MATERIAL FOR THIS EXERCISE >>
%%

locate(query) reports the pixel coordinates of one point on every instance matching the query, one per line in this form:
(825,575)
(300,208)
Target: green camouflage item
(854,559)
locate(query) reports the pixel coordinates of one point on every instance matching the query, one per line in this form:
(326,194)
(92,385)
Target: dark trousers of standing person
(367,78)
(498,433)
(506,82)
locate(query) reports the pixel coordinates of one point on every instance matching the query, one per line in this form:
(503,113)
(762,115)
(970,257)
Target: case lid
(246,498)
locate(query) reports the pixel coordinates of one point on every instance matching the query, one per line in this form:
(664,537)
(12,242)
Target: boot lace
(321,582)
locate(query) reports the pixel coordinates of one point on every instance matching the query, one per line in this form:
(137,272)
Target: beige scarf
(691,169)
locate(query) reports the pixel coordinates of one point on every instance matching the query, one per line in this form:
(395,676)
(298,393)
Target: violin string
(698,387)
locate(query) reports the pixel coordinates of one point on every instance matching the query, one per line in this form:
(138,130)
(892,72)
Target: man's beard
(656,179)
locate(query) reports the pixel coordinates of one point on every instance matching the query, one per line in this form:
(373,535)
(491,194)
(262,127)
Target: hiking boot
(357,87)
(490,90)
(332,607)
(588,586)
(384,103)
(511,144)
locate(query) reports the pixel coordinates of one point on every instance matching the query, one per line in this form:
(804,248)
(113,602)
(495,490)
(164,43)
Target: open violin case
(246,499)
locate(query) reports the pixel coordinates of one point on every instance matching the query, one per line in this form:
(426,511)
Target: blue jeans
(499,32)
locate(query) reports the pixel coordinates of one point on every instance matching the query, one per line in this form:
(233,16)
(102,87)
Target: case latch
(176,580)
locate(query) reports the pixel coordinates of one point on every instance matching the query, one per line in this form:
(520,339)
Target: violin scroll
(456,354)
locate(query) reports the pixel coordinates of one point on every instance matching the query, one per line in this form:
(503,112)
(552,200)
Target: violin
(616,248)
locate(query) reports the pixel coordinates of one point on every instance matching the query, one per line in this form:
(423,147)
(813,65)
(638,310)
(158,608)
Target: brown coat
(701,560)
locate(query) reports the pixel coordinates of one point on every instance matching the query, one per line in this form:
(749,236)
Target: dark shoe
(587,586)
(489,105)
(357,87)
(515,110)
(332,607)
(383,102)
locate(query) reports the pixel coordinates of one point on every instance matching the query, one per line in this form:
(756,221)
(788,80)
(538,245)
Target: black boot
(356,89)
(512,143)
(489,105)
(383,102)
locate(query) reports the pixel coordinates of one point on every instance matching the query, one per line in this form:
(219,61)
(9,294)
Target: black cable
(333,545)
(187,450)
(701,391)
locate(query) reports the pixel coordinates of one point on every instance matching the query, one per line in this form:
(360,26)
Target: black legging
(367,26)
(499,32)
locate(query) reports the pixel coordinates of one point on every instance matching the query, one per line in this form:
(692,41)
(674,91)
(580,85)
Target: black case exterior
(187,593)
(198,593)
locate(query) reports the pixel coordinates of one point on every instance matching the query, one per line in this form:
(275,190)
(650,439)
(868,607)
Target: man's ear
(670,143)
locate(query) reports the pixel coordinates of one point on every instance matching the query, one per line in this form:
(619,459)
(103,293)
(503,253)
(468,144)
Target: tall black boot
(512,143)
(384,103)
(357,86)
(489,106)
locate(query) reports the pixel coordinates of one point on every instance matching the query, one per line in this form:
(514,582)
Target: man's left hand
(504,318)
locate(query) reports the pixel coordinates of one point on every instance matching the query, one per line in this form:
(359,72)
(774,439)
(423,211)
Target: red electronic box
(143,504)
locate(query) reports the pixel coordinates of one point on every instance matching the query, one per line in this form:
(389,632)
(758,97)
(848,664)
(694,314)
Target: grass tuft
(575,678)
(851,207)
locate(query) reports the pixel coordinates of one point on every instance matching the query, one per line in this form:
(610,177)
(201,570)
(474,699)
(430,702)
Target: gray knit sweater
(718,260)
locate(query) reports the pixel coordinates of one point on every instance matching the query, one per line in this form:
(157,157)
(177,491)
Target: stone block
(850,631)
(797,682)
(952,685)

%%

INSTRUCTION >>
Your task is to extract all of the records exactly.

ANSWER FOR THE TASK >>
locate(query) reports the pixel coordinates of one point on every instance matching the query, one per line in this form:
(825,575)
(300,208)
Target: green camouflage item
(854,559)
locate(query) reports the pixel coordinates of one point on every instance matching the query, one per line in this form:
(326,194)
(92,385)
Target: dark trousers of standing person
(367,78)
(498,433)
(506,82)
locate(query) reports the pixel coordinates of one point on every instance matching the query, one per line in this form:
(503,113)
(762,115)
(970,257)
Target: case lid
(246,498)
locate(query) reports the pixel coordinates of one point on every instance matching the query, one per line in this form:
(664,537)
(12,242)
Target: boot lace
(321,582)
locate(query) reports the pixel coordinates of one point on every instance matching the query, one per line in this form:
(137,272)
Target: beige scarf
(691,169)
locate(query) reports the pixel coordinates of one point on every instance matching the query, one per line in this form:
(395,676)
(298,393)
Target: violin string
(698,387)
locate(query) reports the pixel coordinates of one point on every instance matching the query, one per line in this form:
(138,130)
(892,72)
Target: man's beard
(656,179)
locate(query) reports the pixel coordinates of one point on every instance matching the query, one per line in this form:
(373,535)
(491,194)
(262,127)
Target: hiking boot
(357,87)
(490,90)
(332,607)
(588,586)
(384,103)
(511,144)
locate(query) reports the pixel coordinates of one point on every instance matching the query, one per line in this form:
(804,248)
(113,602)
(495,490)
(164,43)
Target: open violin case
(246,499)
locate(query) reports the pixel coordinates of one point on every instance matching the query, one per line in this form:
(426,511)
Target: blue jeans
(499,32)
locate(query) reports the pixel coordinates of one point on every instance matching the query, one per line in this form:
(233,16)
(102,87)
Target: case latch
(176,580)
locate(query) reports the pixel coordinates of one point on every instance matching the query, one per line in this form:
(520,339)
Target: violin scroll
(456,354)
locate(query) reports the pixel coordinates of one point on every instance matching the query, one per line in this form:
(503,112)
(552,200)
Target: violin
(616,248)
locate(query) reports the pixel coordinates of one point on every instance matching the query, one per line in this form:
(423,147)
(813,65)
(638,310)
(158,608)
Target: brown coat
(701,560)
locate(query) reports the pixel coordinates of one point on every instance matching the query, one per line in this form:
(749,236)
Target: dark shoe
(587,586)
(489,105)
(357,87)
(515,110)
(332,607)
(383,102)
locate(query) reports the pixel coordinates of one point on every instance matching the query, one per line in this form:
(756,221)
(788,80)
(538,245)
Target: black boot
(356,89)
(512,143)
(489,105)
(383,102)
locate(query) reports the pixel coordinates of one point on every instance matching the query, one per line in this form:
(219,61)
(9,294)
Target: black cable
(333,545)
(187,450)
(701,391)
locate(query) reports the pixel coordinates of one point on every instance matching the query, one per line in this form:
(360,26)
Target: black legging
(367,26)
(499,32)
locate(query) reports the pixel coordinates of one point on every instance matching the query, one per line in this form:
(692,41)
(674,91)
(580,85)
Target: black case exterior
(187,593)
(198,593)
locate(query) reports the pixel coordinates of one point on every instance matching the query, one per line in this form:
(275,190)
(650,439)
(868,607)
Target: man's ear
(670,143)
locate(query) reports the pixel coordinates of one point on every instance matching the query, one per line in this form:
(619,459)
(103,293)
(503,253)
(468,144)
Target: tall black boot
(512,143)
(384,103)
(357,86)
(489,106)
locate(query) reports the pixel coordinates of one point on every instance matching the query, one per line in this form:
(514,582)
Target: man's left hand
(504,318)
locate(query) reports the pixel coordinates of one point on every instance matching the query, one per line in this form:
(359,72)
(774,439)
(423,211)
Target: red electronic box
(143,504)
locate(query) reports the pixel coordinates of one point on every instance matching the query, one per line in this form:
(389,632)
(758,97)
(848,664)
(694,314)
Target: grass tuft
(575,678)
(851,207)
locate(query) reports the pixel coordinates of one point on every instance matching the query, one per line in this form:
(610,177)
(201,570)
(474,699)
(430,702)
Target: gray knit sweater
(718,260)
locate(query) reports the pixel coordinates of one point on every instance matching the query, one per line in this form:
(157,157)
(177,491)
Target: stone block
(850,631)
(797,682)
(952,685)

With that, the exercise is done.